* Requirement
Only one stretch of the records below should be repeated. It starts with the line containing "Target: large coil of black pipe" and goes on through the line containing "Target: river", exactly as written.

Collected data entries
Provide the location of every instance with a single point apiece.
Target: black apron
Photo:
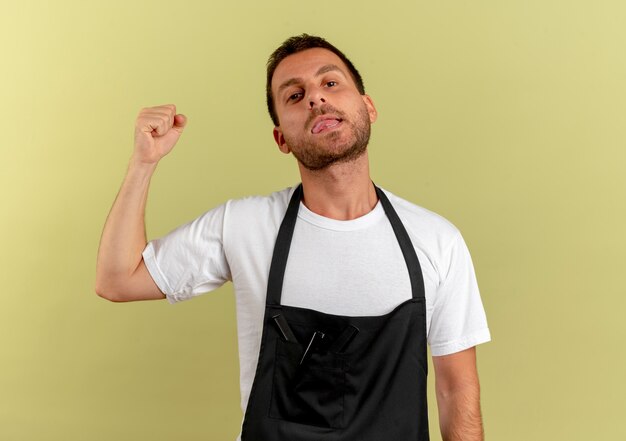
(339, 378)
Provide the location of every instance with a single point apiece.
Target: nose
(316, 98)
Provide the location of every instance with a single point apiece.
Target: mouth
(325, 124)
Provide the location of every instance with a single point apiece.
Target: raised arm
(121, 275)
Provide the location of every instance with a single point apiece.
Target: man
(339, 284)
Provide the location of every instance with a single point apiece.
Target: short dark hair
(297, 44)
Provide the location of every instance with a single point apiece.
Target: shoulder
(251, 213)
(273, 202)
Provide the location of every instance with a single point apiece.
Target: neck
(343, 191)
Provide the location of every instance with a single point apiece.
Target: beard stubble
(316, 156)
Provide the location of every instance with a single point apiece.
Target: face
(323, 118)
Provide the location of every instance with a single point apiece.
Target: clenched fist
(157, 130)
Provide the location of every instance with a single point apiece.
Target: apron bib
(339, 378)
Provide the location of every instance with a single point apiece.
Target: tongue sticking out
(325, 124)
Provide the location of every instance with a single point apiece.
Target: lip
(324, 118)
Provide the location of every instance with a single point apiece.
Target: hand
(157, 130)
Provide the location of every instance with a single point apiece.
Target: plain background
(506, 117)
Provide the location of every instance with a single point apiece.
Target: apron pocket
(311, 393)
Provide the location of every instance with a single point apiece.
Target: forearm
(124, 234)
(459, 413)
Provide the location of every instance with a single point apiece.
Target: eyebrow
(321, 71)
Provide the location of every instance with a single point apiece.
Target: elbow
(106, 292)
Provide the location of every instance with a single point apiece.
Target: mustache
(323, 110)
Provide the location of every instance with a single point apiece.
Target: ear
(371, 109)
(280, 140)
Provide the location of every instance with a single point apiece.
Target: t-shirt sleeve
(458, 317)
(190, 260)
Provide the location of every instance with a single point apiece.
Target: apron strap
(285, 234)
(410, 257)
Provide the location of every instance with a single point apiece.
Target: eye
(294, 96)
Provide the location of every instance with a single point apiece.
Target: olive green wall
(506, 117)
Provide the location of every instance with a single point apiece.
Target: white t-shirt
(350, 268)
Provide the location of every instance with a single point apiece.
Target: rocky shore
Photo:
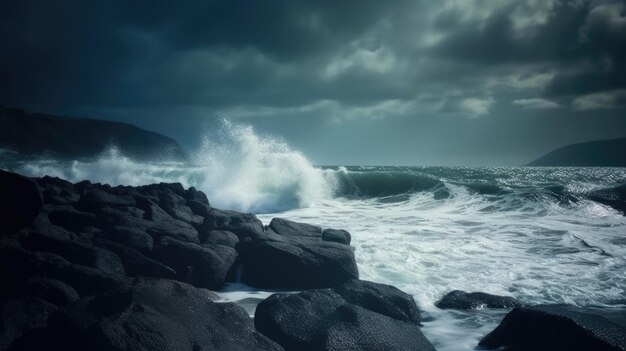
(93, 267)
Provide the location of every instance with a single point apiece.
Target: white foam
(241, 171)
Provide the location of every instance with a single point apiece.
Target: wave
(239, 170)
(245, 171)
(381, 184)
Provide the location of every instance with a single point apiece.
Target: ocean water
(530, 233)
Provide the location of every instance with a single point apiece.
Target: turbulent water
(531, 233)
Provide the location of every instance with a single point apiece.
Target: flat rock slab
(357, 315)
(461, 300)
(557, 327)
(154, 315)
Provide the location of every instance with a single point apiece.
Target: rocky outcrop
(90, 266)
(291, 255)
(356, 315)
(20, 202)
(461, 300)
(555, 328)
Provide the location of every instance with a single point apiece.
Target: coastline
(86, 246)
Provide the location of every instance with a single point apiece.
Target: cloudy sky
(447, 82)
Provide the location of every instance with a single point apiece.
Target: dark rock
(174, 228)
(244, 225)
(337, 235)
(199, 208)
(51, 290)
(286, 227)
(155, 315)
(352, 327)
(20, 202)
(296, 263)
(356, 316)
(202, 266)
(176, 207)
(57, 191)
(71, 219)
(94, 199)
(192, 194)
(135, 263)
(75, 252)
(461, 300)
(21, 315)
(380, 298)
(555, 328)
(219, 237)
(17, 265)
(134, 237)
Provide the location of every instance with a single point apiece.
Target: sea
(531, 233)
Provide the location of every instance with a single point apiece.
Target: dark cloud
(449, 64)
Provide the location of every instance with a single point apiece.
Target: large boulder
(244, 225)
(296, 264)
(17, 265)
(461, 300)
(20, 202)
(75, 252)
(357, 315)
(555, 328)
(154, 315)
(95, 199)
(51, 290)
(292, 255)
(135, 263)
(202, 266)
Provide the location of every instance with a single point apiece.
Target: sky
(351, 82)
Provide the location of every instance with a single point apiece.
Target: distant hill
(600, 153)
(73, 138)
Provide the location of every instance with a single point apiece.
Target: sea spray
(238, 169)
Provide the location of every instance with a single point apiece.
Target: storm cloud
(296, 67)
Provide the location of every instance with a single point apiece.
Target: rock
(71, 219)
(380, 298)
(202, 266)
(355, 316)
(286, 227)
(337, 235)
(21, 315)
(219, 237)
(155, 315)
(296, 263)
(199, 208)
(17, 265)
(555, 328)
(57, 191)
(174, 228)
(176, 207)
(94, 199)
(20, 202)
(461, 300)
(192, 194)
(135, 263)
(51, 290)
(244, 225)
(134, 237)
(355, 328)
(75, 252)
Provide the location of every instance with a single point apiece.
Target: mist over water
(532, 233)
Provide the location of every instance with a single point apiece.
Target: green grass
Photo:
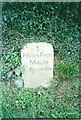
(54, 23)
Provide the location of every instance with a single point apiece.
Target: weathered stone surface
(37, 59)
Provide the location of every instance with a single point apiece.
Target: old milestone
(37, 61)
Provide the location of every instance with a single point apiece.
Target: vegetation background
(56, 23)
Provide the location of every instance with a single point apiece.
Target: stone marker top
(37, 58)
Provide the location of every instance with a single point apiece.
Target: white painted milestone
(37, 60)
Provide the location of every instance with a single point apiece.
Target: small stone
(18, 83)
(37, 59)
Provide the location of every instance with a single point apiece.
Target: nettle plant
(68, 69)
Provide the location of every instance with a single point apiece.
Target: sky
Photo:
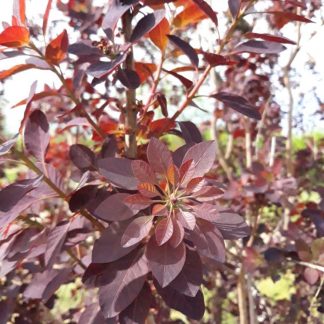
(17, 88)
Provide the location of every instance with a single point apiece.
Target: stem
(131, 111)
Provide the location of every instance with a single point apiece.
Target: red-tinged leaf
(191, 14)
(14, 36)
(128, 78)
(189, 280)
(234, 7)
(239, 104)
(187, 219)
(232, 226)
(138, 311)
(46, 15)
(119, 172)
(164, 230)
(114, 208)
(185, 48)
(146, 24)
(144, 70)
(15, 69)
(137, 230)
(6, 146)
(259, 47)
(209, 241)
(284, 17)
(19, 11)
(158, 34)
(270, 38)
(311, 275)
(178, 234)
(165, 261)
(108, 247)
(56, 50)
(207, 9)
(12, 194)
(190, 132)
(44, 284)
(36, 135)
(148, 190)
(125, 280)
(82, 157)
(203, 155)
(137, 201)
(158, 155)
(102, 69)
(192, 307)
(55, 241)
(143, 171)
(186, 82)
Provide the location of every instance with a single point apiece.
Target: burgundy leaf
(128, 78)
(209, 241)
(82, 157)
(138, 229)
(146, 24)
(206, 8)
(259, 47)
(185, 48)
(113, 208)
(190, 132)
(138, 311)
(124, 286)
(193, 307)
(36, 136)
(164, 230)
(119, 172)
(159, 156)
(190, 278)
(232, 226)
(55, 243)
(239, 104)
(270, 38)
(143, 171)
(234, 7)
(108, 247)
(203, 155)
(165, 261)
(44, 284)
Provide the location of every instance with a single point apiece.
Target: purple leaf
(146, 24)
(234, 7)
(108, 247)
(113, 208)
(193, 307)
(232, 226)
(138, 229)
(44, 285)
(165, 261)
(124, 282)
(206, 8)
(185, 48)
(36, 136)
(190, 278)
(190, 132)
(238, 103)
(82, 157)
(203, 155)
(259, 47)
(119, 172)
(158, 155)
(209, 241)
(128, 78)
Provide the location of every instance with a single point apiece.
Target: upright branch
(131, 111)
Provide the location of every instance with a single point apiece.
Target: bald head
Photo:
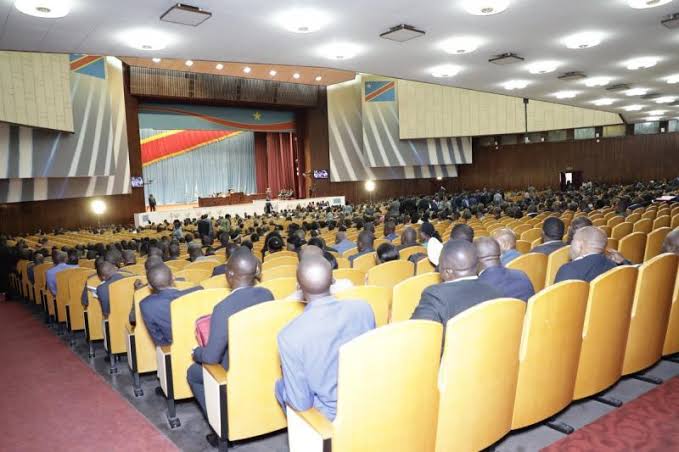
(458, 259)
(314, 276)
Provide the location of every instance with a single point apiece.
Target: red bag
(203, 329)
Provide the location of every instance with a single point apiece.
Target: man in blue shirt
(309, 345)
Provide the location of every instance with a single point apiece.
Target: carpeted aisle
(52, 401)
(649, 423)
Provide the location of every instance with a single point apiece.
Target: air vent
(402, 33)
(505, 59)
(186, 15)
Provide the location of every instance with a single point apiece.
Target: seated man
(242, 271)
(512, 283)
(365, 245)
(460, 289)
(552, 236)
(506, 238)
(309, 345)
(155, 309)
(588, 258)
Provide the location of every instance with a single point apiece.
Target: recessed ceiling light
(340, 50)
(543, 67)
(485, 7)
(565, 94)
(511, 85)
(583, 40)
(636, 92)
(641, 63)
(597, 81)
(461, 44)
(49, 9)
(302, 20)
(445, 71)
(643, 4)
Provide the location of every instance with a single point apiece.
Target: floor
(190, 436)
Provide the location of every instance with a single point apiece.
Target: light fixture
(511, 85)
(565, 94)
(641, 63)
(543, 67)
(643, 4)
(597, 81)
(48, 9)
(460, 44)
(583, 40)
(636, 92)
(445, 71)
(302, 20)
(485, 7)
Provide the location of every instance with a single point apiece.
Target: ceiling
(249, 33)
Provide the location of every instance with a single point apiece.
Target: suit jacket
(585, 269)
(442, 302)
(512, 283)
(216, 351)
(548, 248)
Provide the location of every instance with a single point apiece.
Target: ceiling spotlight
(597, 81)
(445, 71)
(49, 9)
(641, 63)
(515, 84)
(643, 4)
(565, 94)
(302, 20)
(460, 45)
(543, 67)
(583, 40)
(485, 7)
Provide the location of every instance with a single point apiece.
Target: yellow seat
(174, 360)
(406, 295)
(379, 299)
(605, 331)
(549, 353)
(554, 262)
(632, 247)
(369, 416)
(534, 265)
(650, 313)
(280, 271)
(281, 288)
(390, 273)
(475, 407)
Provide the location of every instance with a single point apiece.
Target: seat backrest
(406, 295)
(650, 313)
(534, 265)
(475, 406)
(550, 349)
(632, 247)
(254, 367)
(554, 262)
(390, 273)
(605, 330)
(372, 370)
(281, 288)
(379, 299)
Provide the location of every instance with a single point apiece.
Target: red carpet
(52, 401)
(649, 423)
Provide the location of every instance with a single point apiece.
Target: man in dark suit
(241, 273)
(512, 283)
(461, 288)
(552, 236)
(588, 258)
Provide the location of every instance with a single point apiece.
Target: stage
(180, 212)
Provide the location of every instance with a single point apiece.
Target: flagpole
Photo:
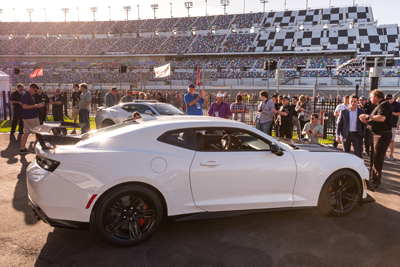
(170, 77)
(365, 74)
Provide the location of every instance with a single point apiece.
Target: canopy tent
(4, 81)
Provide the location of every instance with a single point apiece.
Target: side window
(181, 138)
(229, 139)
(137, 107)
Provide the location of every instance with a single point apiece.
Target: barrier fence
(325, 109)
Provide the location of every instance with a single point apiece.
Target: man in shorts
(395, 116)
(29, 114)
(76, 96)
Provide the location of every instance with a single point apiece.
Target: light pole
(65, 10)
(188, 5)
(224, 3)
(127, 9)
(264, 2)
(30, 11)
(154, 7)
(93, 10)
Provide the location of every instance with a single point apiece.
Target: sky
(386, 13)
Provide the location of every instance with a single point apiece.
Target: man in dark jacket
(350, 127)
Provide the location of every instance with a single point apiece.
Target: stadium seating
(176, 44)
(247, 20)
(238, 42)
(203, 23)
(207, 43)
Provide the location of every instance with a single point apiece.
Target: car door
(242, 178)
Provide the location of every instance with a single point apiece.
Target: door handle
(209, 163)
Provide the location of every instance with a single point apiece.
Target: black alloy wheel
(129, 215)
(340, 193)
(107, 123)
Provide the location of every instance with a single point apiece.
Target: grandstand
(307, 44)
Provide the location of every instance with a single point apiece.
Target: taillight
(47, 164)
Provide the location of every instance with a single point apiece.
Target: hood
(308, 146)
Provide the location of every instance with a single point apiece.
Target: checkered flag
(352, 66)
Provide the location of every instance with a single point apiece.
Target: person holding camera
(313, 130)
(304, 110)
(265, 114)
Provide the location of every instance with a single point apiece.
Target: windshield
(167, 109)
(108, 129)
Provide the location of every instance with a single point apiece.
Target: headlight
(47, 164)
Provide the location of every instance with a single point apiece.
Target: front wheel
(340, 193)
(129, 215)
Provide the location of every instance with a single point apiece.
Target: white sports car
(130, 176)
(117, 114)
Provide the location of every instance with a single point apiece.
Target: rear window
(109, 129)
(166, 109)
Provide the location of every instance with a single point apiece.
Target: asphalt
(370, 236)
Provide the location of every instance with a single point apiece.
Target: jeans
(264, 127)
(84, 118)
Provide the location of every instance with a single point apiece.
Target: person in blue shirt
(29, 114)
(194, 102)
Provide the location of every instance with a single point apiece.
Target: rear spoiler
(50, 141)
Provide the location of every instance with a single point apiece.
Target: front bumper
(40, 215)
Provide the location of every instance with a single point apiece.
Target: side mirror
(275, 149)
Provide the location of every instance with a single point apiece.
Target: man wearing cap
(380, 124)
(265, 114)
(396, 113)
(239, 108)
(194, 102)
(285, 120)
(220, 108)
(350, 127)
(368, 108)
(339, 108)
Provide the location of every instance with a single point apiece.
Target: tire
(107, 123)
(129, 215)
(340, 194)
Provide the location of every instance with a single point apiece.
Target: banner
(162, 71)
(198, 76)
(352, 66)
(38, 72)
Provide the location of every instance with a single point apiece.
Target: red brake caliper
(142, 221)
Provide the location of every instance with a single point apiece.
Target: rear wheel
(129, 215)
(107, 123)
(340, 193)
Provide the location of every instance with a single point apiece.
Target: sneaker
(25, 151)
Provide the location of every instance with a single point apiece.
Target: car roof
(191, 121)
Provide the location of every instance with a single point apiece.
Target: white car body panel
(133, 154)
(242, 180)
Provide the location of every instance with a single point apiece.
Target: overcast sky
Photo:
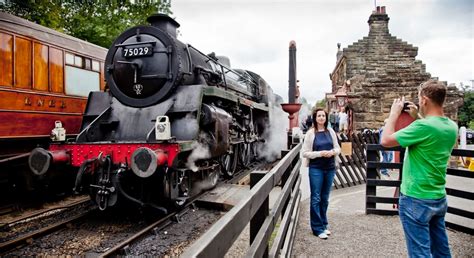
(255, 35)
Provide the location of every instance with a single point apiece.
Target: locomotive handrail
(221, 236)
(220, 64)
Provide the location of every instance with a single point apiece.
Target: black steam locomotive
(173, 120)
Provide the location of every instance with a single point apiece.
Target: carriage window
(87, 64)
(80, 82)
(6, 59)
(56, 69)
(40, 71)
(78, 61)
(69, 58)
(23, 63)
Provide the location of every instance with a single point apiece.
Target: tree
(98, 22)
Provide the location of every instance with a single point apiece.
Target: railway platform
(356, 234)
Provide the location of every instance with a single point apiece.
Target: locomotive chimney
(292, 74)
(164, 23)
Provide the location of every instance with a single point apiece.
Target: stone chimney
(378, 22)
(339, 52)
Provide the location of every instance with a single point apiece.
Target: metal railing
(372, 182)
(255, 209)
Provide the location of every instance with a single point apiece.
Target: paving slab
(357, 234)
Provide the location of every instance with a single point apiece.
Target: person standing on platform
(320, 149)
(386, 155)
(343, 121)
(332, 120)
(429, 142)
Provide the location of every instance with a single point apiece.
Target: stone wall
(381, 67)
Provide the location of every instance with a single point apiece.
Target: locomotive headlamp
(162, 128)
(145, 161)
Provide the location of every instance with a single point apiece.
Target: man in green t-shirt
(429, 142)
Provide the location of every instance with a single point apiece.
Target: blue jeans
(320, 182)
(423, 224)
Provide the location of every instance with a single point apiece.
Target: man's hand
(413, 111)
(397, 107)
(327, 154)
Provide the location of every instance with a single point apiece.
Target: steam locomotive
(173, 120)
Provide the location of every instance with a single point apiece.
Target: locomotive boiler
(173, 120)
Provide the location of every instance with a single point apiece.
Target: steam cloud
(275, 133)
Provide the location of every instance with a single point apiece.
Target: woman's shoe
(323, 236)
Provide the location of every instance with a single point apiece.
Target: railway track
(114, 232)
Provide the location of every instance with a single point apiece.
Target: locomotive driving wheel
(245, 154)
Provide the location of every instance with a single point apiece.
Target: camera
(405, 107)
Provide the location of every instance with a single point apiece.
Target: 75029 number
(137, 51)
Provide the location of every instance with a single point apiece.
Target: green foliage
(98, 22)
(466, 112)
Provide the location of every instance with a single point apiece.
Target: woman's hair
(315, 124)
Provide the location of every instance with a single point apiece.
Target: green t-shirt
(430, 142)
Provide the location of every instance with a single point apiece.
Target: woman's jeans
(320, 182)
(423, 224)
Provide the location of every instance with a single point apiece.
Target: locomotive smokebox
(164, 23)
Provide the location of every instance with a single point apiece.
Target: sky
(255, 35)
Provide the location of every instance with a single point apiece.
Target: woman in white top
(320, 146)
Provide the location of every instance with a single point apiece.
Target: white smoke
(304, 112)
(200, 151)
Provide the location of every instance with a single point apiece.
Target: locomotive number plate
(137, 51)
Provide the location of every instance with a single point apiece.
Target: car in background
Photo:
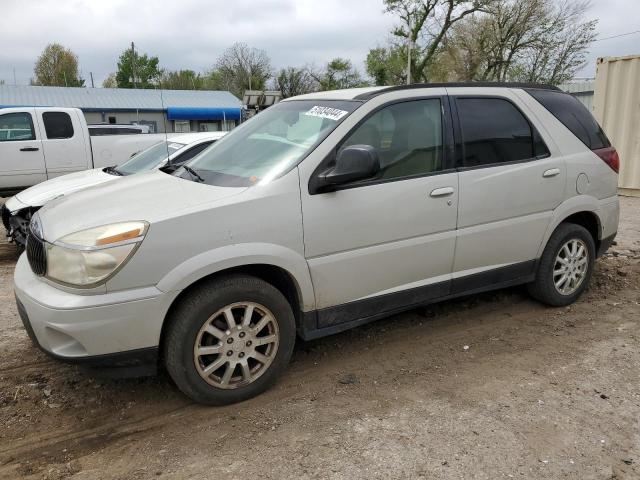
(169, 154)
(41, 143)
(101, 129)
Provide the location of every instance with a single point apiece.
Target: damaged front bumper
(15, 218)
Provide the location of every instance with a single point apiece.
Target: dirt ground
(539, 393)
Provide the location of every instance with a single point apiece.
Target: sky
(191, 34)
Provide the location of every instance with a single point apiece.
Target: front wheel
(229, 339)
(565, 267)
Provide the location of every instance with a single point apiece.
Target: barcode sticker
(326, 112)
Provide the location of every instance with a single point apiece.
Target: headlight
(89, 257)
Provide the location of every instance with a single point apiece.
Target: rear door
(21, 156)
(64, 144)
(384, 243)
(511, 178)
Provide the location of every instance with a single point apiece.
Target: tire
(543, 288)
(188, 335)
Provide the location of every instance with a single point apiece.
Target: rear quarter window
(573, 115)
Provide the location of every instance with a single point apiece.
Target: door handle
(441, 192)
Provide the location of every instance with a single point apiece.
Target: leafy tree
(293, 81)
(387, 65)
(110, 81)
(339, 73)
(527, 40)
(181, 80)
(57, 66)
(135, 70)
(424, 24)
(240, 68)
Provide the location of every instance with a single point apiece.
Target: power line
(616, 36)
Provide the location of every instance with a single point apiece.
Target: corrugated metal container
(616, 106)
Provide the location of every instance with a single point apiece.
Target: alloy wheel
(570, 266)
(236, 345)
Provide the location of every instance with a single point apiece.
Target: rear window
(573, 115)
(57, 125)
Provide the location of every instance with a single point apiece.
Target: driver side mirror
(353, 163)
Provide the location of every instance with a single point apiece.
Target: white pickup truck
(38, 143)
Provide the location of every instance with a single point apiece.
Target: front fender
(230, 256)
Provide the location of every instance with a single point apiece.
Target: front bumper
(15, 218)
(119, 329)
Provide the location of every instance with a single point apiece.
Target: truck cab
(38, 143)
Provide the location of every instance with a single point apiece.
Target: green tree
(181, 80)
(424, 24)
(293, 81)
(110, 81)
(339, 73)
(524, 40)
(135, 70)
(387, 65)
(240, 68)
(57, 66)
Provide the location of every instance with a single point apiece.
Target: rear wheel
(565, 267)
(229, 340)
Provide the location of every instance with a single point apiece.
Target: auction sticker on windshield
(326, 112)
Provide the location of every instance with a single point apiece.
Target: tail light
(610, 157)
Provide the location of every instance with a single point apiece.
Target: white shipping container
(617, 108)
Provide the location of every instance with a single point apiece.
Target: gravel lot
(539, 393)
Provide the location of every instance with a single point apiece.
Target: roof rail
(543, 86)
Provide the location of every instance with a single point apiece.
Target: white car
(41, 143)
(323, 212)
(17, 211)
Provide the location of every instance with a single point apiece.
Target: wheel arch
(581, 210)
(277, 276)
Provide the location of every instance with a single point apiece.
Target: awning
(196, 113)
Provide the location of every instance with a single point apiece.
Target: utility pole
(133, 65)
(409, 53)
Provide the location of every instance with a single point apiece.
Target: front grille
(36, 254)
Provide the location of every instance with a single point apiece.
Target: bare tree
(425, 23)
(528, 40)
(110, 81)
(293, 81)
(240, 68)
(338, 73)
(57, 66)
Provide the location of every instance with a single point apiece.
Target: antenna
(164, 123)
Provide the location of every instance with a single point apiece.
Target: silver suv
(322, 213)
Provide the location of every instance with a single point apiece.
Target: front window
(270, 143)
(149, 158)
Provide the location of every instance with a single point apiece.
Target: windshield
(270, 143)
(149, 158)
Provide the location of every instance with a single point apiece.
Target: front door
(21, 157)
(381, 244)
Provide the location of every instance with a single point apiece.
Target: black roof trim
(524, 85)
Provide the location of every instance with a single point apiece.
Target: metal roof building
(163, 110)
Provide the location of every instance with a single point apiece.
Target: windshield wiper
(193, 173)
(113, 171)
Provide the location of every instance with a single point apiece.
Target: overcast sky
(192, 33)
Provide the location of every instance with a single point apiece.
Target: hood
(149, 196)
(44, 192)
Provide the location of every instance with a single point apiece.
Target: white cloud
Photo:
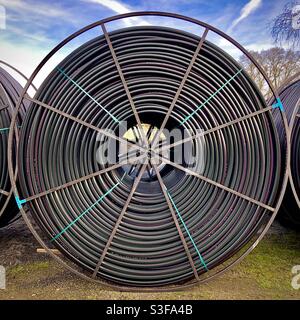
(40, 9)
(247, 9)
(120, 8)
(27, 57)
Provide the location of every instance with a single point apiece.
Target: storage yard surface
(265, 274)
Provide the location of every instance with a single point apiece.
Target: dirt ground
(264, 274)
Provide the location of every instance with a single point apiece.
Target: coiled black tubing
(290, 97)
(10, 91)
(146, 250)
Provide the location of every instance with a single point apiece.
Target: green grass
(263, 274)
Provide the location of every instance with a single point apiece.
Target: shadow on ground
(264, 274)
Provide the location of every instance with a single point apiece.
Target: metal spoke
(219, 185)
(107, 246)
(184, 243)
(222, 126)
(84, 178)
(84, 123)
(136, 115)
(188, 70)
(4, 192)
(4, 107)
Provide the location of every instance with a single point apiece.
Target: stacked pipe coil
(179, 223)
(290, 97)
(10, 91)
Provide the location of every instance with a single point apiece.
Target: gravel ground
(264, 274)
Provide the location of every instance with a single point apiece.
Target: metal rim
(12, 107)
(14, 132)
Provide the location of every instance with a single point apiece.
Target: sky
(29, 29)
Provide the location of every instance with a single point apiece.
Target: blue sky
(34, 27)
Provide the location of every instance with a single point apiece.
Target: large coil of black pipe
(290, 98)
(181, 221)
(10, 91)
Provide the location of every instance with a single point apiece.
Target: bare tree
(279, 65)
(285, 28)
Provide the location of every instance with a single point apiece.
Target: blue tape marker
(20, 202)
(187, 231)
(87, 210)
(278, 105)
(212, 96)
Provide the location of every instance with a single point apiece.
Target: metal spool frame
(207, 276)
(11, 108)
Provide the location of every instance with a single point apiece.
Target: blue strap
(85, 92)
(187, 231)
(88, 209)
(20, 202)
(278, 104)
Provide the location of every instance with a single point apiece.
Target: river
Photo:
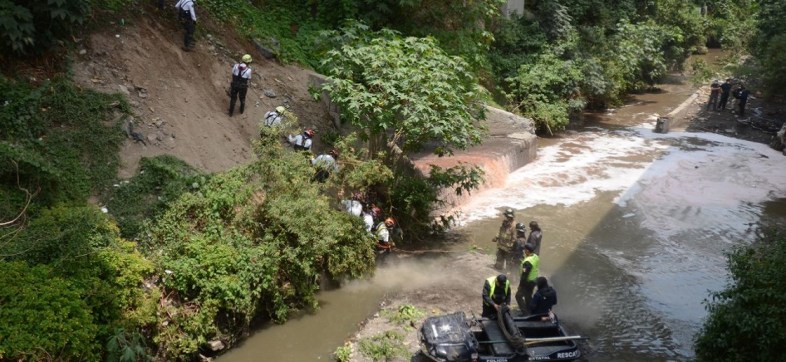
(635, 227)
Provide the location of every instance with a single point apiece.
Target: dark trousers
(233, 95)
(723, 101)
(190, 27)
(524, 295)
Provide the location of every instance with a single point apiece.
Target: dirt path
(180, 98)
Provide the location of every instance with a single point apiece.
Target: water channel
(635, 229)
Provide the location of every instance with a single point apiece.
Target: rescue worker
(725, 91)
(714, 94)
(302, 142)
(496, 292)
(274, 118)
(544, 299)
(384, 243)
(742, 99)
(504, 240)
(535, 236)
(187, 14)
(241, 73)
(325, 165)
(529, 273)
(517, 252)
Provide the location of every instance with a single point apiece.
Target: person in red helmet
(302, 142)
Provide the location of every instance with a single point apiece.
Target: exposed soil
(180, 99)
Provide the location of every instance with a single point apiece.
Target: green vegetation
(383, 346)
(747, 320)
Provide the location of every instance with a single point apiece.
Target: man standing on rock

* Solution to the exercise
Target: large coil of black pipe
(290, 98)
(181, 221)
(10, 91)
Provide the location of every instance with a single point apiece.
Target: bare tree
(279, 65)
(285, 28)
Provide the location of every instance with a single point apiece.
Target: blue tape marker
(20, 202)
(187, 231)
(87, 210)
(278, 105)
(212, 96)
Provide the location of every instance with a single point apiece.
Target: metal spool frame
(207, 276)
(11, 108)
Provide the location of every instance with a single point apiece.
Target: blue strap
(85, 92)
(187, 231)
(88, 209)
(20, 202)
(278, 104)
Provide the location of every instance with a single point apiece.
Target: river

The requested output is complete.